WHAT NEEDS TO BE DONE
A complete answer lists every line of the entries below where the string "weathered" appears.

::: DATA TO EXAMINE

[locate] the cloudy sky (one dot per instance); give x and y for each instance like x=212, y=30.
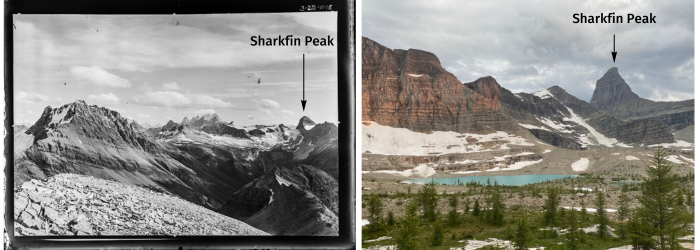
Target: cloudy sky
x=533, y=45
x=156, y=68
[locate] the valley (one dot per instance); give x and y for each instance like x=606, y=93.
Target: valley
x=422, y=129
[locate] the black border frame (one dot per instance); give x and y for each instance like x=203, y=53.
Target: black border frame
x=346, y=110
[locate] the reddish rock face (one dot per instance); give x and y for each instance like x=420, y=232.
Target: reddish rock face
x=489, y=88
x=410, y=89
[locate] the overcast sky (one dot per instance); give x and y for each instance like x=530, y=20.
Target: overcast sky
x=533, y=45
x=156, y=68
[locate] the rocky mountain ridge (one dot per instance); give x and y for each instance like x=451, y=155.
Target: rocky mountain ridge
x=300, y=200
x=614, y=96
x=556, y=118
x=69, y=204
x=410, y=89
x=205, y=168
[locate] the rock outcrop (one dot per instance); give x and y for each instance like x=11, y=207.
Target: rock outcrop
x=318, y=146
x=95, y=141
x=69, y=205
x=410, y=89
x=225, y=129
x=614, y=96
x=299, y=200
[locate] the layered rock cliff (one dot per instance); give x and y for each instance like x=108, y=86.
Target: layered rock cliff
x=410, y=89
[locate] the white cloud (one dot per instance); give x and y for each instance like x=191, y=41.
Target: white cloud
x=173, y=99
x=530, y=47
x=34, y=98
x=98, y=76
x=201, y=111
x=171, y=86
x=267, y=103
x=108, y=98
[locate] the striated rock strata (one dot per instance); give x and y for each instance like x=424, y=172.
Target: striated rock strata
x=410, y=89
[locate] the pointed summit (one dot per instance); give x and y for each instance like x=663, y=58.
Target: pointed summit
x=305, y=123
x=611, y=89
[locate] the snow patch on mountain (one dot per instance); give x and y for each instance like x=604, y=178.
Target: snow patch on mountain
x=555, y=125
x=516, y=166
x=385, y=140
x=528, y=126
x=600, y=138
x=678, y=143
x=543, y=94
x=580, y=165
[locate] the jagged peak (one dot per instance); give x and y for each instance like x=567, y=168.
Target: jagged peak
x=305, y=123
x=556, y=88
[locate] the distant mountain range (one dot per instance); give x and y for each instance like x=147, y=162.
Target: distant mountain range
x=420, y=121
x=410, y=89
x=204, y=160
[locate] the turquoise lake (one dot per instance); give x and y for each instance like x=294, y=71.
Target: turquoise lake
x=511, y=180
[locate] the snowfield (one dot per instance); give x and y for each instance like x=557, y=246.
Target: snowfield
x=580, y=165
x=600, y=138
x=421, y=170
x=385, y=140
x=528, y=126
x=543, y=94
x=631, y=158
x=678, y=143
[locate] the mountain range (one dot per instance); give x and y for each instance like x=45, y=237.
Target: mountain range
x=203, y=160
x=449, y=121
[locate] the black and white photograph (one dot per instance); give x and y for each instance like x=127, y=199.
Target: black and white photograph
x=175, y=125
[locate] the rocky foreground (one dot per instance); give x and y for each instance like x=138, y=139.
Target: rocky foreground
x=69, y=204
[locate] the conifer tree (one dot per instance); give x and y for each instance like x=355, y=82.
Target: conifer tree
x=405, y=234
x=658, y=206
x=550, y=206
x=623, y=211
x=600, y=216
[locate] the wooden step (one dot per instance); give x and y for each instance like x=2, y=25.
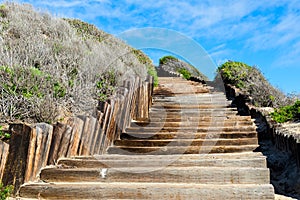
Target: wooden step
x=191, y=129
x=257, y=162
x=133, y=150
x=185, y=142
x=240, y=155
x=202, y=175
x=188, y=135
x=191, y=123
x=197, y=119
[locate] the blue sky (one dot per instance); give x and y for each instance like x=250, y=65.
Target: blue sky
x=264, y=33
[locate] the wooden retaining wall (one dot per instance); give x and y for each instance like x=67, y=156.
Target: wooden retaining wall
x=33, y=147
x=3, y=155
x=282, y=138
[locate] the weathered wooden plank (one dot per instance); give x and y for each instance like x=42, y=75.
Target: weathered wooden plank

::::::

THE COMPLETED TASK
[locate] the weathered wooden plank (one dot per instance); give x and y for each instance like x=42, y=75.
Target: weathered wooden plank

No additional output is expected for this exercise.